▶ **Task directions**
Copy out the lines of the material below word for word, starting at the line containing "Where in this drawing is the dry" and ending at the line containing "[0,401,985,900]", with both of those lines included.
-.-.-
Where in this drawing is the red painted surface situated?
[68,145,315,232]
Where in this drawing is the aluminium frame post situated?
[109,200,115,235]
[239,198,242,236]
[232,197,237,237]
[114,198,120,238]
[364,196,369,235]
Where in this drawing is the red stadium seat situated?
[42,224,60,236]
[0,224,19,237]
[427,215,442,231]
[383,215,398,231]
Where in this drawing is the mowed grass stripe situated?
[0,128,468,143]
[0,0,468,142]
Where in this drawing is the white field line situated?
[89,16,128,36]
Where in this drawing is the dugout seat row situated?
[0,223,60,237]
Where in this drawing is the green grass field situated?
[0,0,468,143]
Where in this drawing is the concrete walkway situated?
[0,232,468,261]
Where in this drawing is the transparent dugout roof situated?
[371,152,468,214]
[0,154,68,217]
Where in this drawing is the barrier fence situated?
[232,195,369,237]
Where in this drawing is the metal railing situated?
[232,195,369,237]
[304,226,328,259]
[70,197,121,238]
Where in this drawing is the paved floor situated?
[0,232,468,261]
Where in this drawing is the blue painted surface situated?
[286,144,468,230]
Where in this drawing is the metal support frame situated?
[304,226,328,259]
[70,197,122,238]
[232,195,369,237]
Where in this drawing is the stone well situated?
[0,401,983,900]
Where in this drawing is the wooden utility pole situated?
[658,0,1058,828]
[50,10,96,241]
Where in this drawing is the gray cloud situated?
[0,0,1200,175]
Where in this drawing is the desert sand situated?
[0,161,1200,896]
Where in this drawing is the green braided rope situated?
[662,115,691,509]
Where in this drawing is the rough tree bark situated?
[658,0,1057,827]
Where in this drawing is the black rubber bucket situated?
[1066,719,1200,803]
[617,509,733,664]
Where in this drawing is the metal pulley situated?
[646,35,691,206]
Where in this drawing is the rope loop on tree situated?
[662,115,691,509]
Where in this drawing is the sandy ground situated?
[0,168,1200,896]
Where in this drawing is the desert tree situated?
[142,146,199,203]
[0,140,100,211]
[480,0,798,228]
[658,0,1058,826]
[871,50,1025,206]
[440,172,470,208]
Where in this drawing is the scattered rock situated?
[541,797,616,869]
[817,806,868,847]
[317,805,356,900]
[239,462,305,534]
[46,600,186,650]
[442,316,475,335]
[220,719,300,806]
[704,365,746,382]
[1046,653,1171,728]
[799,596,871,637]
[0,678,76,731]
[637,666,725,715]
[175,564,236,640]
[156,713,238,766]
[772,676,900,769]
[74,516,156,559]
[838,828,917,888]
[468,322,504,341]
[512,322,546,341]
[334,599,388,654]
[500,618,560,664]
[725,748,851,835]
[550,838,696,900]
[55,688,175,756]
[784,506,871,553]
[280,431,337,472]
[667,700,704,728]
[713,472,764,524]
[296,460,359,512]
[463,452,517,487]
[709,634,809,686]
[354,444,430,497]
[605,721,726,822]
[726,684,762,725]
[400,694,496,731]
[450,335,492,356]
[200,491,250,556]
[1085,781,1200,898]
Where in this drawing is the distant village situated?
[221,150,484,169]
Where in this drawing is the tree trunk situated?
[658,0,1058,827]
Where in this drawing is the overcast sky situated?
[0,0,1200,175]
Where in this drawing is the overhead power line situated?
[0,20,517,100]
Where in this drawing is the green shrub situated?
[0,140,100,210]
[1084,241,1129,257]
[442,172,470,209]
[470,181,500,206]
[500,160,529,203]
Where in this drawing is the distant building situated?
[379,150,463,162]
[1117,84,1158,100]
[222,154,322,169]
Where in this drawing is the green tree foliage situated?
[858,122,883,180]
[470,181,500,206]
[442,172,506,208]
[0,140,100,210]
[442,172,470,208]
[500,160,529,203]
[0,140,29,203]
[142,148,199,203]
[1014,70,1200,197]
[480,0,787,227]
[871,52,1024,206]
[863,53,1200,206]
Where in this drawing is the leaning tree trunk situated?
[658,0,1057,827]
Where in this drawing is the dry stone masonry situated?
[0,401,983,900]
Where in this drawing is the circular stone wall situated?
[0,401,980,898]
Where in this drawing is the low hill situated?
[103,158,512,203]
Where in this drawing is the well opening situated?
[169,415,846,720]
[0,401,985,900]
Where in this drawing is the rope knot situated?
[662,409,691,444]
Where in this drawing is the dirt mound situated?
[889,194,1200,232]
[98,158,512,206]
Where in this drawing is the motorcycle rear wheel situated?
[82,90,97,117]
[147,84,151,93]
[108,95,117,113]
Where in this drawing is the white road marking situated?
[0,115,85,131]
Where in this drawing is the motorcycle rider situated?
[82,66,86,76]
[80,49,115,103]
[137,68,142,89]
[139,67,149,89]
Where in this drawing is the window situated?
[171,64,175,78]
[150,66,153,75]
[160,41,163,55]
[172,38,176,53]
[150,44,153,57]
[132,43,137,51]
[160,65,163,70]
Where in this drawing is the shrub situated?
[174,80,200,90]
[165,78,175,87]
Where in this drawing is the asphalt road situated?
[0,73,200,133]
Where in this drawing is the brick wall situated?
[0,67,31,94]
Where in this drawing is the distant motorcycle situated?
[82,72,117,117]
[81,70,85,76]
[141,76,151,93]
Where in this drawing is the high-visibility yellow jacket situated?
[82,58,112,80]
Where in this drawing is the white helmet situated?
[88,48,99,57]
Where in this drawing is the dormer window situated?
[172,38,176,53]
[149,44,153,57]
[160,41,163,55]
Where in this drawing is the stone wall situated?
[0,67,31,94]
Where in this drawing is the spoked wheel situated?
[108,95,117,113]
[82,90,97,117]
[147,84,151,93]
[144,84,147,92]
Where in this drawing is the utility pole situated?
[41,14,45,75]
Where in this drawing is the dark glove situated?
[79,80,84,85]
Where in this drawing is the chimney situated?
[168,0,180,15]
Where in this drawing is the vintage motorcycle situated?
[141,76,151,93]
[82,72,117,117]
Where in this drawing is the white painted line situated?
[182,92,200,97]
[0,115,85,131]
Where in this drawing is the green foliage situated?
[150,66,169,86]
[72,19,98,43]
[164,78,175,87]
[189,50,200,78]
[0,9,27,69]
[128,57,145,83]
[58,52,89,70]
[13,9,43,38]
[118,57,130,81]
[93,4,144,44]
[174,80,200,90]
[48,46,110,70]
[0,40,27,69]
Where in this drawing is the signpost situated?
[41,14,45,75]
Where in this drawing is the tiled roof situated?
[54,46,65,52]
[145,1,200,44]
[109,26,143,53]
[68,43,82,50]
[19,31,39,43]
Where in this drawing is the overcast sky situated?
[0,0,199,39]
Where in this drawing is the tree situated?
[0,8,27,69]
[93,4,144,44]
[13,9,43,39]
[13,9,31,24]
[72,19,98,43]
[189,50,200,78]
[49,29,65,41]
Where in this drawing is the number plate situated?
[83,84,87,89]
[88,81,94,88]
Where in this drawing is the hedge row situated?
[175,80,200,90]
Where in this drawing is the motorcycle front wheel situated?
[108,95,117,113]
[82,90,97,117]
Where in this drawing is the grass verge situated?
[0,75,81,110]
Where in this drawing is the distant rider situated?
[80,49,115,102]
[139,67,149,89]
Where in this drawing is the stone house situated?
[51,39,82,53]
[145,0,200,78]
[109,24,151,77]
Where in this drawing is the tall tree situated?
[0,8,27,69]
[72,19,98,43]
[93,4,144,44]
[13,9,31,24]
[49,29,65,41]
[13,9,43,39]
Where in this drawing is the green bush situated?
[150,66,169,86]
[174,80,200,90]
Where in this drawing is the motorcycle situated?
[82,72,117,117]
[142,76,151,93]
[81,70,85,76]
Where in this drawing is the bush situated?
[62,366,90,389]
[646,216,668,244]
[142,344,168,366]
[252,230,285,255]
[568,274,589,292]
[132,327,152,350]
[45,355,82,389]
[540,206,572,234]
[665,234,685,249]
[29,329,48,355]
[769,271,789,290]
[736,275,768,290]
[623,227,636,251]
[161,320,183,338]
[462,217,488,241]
-.-.-
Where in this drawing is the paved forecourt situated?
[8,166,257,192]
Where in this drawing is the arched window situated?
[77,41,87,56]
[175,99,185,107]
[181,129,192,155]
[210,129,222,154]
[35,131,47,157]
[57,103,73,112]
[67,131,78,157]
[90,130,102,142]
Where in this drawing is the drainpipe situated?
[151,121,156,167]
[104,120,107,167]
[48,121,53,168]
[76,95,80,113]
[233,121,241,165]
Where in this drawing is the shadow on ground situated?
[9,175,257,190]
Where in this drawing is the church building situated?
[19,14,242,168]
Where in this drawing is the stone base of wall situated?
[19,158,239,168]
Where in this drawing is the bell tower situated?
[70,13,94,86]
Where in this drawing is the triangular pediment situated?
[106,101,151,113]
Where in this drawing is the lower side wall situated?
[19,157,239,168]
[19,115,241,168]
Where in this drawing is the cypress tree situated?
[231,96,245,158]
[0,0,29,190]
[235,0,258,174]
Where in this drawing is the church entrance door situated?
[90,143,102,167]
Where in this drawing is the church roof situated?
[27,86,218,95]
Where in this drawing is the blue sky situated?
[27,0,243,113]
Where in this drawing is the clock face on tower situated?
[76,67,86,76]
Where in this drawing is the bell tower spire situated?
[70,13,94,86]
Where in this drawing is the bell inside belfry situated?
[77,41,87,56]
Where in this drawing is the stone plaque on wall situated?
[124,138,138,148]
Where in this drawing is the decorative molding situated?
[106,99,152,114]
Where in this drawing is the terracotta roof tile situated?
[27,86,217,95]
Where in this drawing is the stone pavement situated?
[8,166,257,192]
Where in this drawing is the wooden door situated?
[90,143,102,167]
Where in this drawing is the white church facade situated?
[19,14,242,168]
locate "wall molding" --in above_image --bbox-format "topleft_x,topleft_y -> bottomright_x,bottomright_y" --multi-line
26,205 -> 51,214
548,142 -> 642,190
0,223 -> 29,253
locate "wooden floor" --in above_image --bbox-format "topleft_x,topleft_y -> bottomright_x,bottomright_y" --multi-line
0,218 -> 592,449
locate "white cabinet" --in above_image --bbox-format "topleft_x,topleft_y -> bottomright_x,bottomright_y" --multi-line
-.-.-
▶ **Output of the task**
Where in this drawing is the dry stone masonry situated?
[0,401,983,900]
Where in this drawing is the circular stone wall situated?
[0,401,980,898]
Where in this drawing is the low hill situated?
[103,158,512,203]
Where in this drawing is the well opening situated?
[169,415,846,720]
[0,401,985,900]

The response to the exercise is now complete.